Saturday, December 5, 2009

Sonic-Electronic Ball-Breaker or: Femnism in Action

1986 saw James Cameron directing a sequel to what is inarguabley one of the best films ever made: Alien. With its absolutely impeccable mise-en-scene used in every single shot to evoke claustrophobia or dread, its production design full of the Everest of nightmare imagery and a director of commercial fare who, like so many directors before him, made his greatest film his first.

James Cameron's sequel Aliens is widely regarded as one of the greatest sequels of all time, and that's a perfectly fair assessment. While some morons believe Aliens outmatches Alien, I can't even imagine a film as great as Alien having a sequel that lands anywhere near its predecessor. The fact that it actually ends up being a great movie is cause for celebration. It's not the unmitigated masterpiece that Alien is, but it's brilliant in its own right.

For those of you who don't know (and for those of you who don't, get the fuck off my blog), Alien ended with Ripley (Sigourney Weaver) unsympathetically blowing Michael Seymour and H.R. Giger's masterpiece out an airlock and snorting a line of phenobarbitals in celebration before falling asleep for sixty years. That's where Aliens picks up. Ripley is awoken and is immediately handed a pickax despite possibly being the oldest woman on the planet. Before long, a swanky, charming corporate type who only cares about the dollars and cents shows up to convince Ripley to go back to the planet where she first encountered the alien lifeform. It seems that the big corporation has lost contact with the settlers they impulsively let live on a planet overrun with murderous aliens. It's up to Ripley and an ill-equipped, under-manned squad (that means eight soldiers) of space folly to go in and clean up the aliens that seemed to effortlessly wipe out several hundred people.

DATASET EXCERPTS.
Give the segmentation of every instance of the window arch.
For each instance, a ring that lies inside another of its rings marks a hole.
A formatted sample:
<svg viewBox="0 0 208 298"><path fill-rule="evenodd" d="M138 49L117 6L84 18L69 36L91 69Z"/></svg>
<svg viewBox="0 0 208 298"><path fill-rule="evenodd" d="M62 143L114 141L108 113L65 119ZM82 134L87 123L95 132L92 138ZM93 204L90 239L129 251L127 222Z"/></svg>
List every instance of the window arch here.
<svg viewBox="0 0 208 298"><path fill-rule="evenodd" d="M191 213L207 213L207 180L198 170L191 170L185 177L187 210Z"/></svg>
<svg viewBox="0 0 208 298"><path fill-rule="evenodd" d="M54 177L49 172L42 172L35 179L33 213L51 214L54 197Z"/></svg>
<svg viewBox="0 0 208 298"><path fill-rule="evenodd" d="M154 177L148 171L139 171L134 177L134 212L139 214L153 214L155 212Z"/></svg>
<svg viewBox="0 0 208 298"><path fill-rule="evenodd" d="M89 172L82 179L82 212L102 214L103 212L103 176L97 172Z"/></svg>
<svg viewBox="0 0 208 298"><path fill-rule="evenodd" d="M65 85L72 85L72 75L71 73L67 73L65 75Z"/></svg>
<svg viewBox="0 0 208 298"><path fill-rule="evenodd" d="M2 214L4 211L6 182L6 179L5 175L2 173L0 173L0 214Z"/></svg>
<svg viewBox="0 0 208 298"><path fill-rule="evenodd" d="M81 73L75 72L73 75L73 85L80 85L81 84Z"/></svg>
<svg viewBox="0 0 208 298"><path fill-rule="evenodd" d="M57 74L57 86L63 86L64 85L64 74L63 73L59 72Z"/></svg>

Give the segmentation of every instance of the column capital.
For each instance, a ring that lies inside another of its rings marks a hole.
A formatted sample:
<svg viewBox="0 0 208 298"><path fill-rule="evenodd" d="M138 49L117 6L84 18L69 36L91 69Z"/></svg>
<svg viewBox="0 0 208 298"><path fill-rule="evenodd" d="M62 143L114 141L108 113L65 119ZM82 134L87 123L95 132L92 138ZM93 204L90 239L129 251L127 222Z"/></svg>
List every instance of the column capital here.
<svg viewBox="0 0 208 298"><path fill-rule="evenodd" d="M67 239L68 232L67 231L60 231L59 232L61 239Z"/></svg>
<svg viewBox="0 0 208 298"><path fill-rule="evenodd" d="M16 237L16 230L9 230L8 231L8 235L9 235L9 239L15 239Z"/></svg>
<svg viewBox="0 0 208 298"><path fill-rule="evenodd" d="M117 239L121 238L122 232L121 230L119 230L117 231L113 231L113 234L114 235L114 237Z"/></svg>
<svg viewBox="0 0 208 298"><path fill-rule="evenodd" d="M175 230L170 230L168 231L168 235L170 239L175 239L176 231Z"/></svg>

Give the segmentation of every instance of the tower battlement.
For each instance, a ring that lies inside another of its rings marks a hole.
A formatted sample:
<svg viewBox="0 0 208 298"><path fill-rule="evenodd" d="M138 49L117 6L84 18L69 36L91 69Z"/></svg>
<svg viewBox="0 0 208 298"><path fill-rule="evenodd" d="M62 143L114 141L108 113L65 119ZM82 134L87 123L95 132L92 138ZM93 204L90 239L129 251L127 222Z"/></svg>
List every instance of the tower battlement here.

WRITTEN INSTRUCTION 1. Decide whether each statement agrees with the Aliens review, answering yes or no and quoting the deciding words of the review exactly. (a) The review says James Cameron directed the sequel in 1986. (b) The review judges Aliens to be a greater film than Alien. (c) The squad that goes in with Ripley is made up of eight soldiers.
WRITTEN INSTRUCTION 2. Print the part of the Aliens review starting with "1986 saw James" and going on through "film his first.".
The lines are not needed for this work.

FULL SOLUTION 1.
(a) Yes: "1986 saw James Cameron directing a sequel to what is inarguabley one of the best films ever made: Alien."
(b) No: "It's not the unmitigated masterpiece that Alien is, but it's brilliant in its own right."
(c) Yes: "an ill-equipped, under-manned squad (that means eight soldiers)"

FULL SOLUTION 2.
1986 saw James Cameron directing a sequel to what is inarguabley one of the best films ever made: Alien. With its absolutely impeccable mise-en-scene used in every single shot to evoke claustrophobia or dread, its production design full of the Everest of nightmare imagery and a director of commercial fare who, like so many directors before him, made his greatest film his first.